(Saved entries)
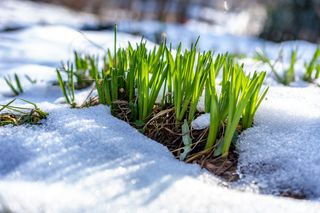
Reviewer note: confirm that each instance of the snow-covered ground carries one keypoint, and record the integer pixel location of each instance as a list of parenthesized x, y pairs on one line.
[(20, 14), (85, 160)]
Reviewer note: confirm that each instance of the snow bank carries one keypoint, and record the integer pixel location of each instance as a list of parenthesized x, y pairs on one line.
[(281, 151), (20, 14), (88, 161)]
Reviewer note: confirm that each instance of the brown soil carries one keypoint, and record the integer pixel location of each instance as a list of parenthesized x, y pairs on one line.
[(162, 127)]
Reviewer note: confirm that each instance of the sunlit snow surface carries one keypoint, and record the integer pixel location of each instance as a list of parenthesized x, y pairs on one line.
[(85, 160)]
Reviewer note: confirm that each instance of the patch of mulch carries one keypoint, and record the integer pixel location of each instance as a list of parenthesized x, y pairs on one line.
[(162, 127)]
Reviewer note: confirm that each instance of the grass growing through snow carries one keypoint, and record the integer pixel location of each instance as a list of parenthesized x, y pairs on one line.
[(15, 85), (313, 67), (160, 89), (16, 115), (67, 88)]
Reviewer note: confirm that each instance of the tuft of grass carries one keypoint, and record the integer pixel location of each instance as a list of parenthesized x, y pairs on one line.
[(255, 100), (157, 88), (313, 67), (15, 115), (15, 85), (238, 97), (67, 88)]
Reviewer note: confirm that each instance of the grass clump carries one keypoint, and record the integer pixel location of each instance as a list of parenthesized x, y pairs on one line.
[(158, 91), (16, 115), (68, 87), (313, 67)]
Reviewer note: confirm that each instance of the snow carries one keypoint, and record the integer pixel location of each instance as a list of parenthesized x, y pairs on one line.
[(282, 150), (85, 160), (20, 14)]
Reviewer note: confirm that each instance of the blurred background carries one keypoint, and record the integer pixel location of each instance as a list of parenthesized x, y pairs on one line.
[(275, 20)]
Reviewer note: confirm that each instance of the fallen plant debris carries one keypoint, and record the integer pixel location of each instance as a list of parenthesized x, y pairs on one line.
[(16, 115)]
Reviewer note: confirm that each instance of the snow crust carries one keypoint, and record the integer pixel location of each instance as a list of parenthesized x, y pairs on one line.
[(21, 14), (281, 151), (85, 160)]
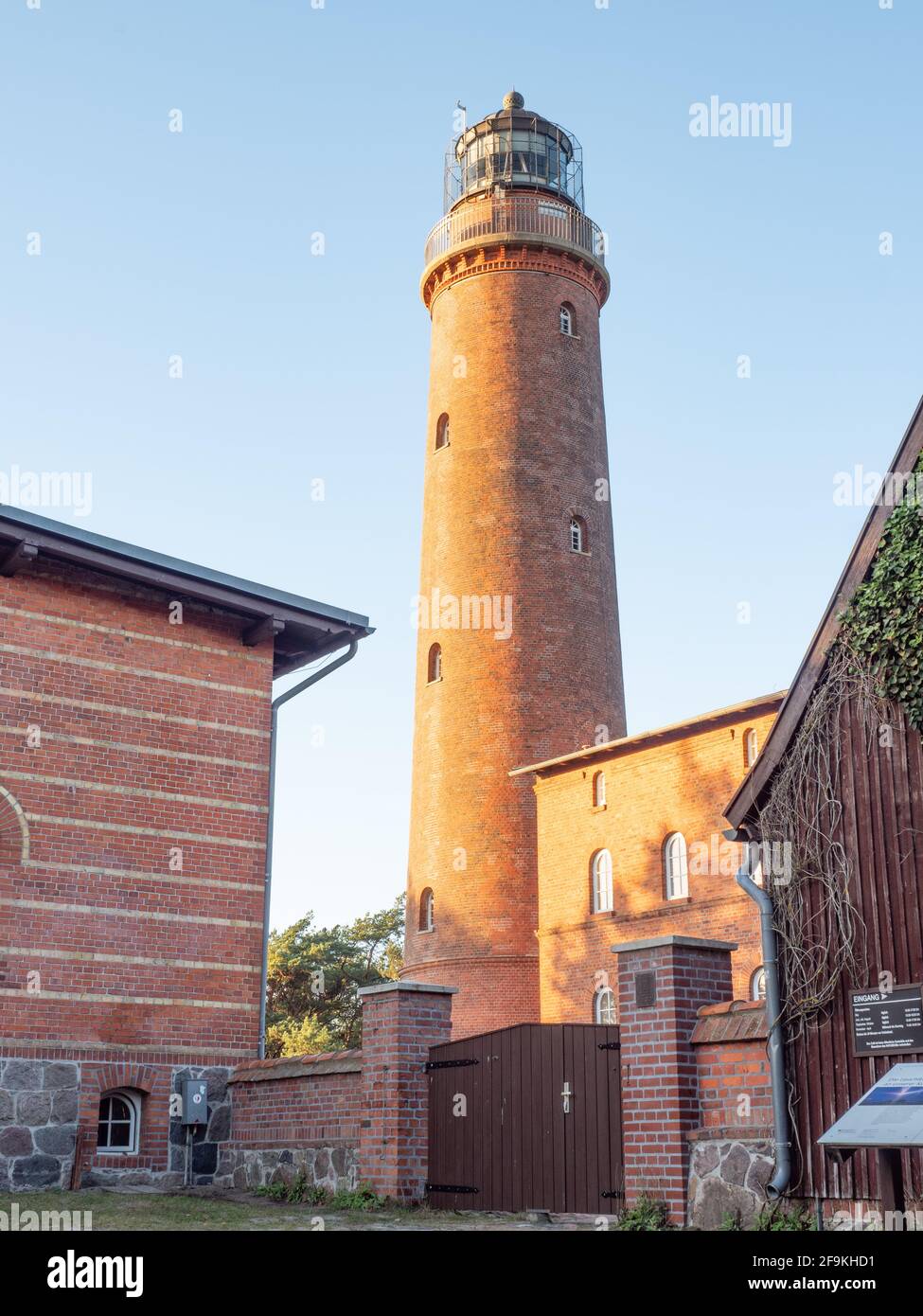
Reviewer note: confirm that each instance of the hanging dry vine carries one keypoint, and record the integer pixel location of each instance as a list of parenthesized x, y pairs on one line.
[(819, 938), (875, 664)]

> **Exercise**:
Print each record exactly as it stands, leaving the images out.

> **Solution for this task**:
Reviewer note: confirm that each instance of the snow-covered ground carries one keypoint, and record the integer pixel location of each instance as a list of parenthesized x, y pairs on one line.
[(20, 14), (85, 160)]
Reviewer note: confirm that each instance of the snow bank carries one keypoint, and record the integer pixel location of each instance as a list of parenthesized x, y pairs on one line.
[(281, 151), (20, 14), (88, 161)]
Reviewer note: confirm that each instance of the brown soil carries one keypoint, and record the integer pixel location of each instance as a list of parenthesized x, y pairs on one line.
[(162, 127)]
Reviewer note: confirm that each instance of the sunlit snow surface carries one keypoint, and record the integer pixel location of each instance as a list of parenthesized x, y pairs on one line.
[(85, 160)]
Reviewer note: confirm that each instance of the patch of mulch carries one keypoint, and record the integer pixel location of each instance as a list of parenthesized x, y pairs on one line.
[(162, 127)]
Reviewer note: confirm that each instance of the grass growing through snow carries one keypoint, and record the integer pixel location of each instance as a list of parenthesized x, y pairs on one line.
[(15, 85), (313, 67), (160, 89), (16, 115), (67, 88)]
Reviewer note: confirm that each instance of the tuft of grass carries one keypoint, and record the integer pixel location of each instance as a list of parenthesized x, y pairs on one line.
[(255, 100), (157, 88), (313, 67), (15, 115), (15, 85), (238, 97), (67, 88)]
Reviewer note: confirm that each instance of the grass clump carries one keypoint, and record the integer pixel location of each instance as a list of parenthesized x, y pairs on one line.
[(158, 91), (16, 115), (68, 87), (313, 67)]
Reviewer note: confirm that each instance of the snow carries one keypoint, and record the integer pixel location of each instance as a list of parenthesized x, y pairs on one line.
[(282, 150), (85, 160), (20, 14)]
Reviewer note: confirm that each instance of the blurred background carries one keypoint, and record the integer pixel location of each instance as a list of parenthesized x, y pairs on one line.
[(275, 20)]
Reviewer note: confirm that each instance of the fallen plant debris carries one keypoint, and record the integer pixel location of each instance as a list of parenthesized x, y pairs on one line.
[(16, 115)]
Reviewer note: confirm that each instance of the snow crust carries one keypoint, and record the integer pixel location of each instance as a list of parenthesized x, y pairs on one line.
[(21, 14), (281, 151), (85, 160)]
Reviewer note: confirm that each instance of the hanging dry vine carries one keypoint, and record the integer pixel location of each instance as a list of parenthesized x, y pairs on one line.
[(819, 938), (875, 664)]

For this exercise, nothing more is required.